▶ [List of tasks]:
1. Translate this sentence from the Drift roses text into Spanish: "Full sun is best and at least 8 hours of sunlight is recommended."
2. According to the Drift roses text, how many flower cycles do Drift roses have in a year?
3. Using the Drift roses text, explain why morning sun is considered a must for these plants.

### Page ###

The first colors introduced in the Drift series were Coral, Pink, Red, and Peach. But, now, Apricot (apricot shades, double blooms), Sweet (light pink, double blooms) and Icy (pure white, double blooms) have joined the family.

We've found that Drift roses have about five flower cycles yearly. The spring bloom in April and the fall bloom in October are the heaviest with sporadic lighter flowering between.

Drift Roses are are perfect in small gardens, splashing your landscapes with visual delight. Their smaller habit makes them perfect for use in containers or as a border or in small groups in garden and landscape beds.

Planting & Care Tips...

When it comes to growing and caring for Drift Roses, bed preparation, irrigation and proper fertilization and pruning are the only keys to success. Full sun is best and at least 8 hours of sunlight is recommended. Morning sun is a must to dry dew from the leaves. We've seen powdery mildew appear on roses planted in morning shade.

PLANTING
Plant Drift Roses in well-prepared landscape beds that provide good drainage and a soil pH of 6.0 to 6.5 (mildly acidic). If your soil is heavy clay amend with a soil conditioner or compost.

We recommend spacing the plants a minimum of 3 feet apart, a distance in which they will eventually grow together to form a patch. If you would rather they be separated over the long term, plant them 5 to 6 feet apart, or more.

### Provided information ###

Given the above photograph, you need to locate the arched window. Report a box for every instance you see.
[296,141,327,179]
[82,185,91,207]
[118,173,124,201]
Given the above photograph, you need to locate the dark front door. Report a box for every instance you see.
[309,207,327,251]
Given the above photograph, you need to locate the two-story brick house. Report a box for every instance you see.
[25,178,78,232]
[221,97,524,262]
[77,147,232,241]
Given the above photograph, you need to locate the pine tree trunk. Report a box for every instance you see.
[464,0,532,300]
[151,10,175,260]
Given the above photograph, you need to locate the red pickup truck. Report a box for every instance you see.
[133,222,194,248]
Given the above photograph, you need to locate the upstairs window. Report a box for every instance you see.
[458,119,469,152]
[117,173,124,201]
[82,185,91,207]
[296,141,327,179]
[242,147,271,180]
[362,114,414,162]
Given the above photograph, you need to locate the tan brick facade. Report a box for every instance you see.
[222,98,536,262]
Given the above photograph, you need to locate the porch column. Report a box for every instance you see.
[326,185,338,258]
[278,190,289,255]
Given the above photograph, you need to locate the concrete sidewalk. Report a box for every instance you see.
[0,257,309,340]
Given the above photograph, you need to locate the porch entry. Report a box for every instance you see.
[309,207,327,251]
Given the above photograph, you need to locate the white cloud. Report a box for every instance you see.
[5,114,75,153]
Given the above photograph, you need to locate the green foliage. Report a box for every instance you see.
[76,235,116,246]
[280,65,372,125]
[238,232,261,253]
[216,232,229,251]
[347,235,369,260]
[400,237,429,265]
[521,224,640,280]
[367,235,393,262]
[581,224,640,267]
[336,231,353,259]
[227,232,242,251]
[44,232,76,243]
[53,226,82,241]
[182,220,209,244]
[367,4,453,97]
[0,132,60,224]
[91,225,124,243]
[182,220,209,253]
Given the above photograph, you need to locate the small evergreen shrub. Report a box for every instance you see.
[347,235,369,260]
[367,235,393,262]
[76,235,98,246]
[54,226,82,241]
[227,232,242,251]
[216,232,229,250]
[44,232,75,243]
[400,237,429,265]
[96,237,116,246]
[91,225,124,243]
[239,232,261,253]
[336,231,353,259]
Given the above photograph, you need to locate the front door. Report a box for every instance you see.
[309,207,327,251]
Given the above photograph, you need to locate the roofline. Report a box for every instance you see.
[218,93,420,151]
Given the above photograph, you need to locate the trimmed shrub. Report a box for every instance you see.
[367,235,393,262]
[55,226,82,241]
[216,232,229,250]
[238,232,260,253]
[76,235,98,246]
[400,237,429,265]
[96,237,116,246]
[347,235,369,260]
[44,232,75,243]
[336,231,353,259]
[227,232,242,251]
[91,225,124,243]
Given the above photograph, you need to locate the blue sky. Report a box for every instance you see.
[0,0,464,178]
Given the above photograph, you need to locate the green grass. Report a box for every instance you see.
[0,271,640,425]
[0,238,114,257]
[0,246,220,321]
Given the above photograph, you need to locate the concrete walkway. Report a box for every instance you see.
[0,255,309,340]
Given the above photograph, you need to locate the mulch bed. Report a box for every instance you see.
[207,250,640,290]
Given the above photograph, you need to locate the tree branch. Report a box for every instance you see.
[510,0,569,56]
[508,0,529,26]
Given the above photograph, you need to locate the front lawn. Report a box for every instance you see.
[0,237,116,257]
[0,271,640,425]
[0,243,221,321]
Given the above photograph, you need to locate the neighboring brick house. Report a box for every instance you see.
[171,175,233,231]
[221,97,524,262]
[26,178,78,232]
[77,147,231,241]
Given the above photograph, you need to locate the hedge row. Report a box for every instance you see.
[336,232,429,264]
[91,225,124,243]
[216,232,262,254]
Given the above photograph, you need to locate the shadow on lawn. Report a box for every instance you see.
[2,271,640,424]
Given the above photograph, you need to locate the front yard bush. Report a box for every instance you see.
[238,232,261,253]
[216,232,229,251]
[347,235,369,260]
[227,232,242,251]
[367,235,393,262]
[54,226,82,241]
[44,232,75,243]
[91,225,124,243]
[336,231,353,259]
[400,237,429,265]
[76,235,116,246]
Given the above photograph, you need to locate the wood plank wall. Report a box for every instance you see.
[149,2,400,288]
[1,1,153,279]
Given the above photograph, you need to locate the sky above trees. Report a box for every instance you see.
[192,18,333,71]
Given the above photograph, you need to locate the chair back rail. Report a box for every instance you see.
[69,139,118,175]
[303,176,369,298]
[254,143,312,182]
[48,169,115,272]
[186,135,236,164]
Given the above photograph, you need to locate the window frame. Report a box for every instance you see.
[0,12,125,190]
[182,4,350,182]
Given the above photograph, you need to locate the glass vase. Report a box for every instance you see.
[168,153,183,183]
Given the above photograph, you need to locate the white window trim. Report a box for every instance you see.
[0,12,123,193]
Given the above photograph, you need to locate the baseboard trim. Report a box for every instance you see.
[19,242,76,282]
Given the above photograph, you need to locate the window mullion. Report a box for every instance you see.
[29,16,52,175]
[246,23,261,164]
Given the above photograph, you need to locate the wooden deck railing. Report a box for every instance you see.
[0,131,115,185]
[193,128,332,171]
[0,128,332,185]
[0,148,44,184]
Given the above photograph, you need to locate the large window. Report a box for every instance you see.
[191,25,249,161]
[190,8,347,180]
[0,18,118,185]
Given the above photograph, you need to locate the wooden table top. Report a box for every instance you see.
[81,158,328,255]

###

▶ [The responses]:
1. Lo mejor es el pleno sol, y se recomiendan al menos 8 horas de luz solar.

2. About five flower cycles a year.

3. Morning sun dries the dew from the leaves. The text also reports that powdery mildew has appeared on roses planted in morning shade.